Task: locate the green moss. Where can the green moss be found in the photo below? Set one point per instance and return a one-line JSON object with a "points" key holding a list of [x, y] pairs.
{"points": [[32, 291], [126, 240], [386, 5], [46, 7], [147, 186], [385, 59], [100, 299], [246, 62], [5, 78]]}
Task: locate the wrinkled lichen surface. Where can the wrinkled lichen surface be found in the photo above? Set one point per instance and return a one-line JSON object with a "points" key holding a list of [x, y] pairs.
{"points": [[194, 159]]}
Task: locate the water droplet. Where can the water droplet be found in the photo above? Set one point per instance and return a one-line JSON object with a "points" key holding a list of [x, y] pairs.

- - - - -

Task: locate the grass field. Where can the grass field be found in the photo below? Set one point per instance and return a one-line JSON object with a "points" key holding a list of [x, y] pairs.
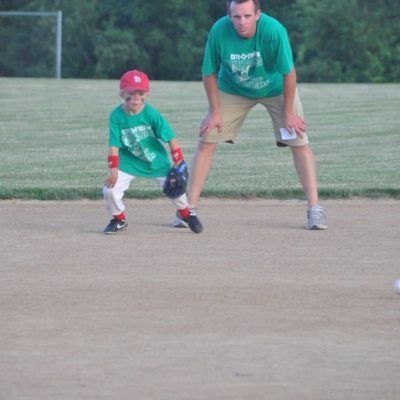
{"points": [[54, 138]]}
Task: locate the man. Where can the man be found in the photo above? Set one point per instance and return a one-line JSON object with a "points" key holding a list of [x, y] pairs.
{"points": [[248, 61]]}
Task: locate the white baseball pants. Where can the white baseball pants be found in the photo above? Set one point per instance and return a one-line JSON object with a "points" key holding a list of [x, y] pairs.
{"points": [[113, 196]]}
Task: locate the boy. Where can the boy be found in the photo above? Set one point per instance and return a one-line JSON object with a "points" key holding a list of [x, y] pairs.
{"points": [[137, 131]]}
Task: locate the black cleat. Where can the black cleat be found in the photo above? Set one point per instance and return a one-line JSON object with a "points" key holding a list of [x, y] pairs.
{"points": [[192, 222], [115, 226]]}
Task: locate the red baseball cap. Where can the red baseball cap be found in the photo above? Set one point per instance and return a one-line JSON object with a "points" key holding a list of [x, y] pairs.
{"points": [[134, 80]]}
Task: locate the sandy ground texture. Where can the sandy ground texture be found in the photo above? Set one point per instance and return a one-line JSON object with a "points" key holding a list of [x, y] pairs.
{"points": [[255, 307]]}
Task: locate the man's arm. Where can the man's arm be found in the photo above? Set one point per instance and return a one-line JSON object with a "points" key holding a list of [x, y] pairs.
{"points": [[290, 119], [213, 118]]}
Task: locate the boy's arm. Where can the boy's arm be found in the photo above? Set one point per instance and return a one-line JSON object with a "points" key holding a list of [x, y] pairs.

- - - - -

> **Work instructions**
Copy back the listing above exactly, but only from the line with "Task: locate the green" through the line with "Task: locate the water", both ends included.

> **Result**
Task: locate the green moss. Where can the green moss be found in the photo below? Set one point per instance and return a one-line JSON object with a "points" key holding a list of [x, y] pairs.
{"points": [[32, 291], [126, 240], [386, 5], [46, 7], [147, 186], [385, 59], [100, 299], [246, 62], [5, 78]]}
Task: locate the wrinkled lichen surface. Where can the wrinkled lichen surface be found in the photo above? Set one point per instance and return a one-line JSON object with a "points" key holding a list of [x, y] pairs.
{"points": [[194, 159]]}
Task: locate the water droplet. Where can the water droplet be found in the photo above? Set one point per instance and return a one-line JSON object with a "points" key holding a list of [x, y] pairs.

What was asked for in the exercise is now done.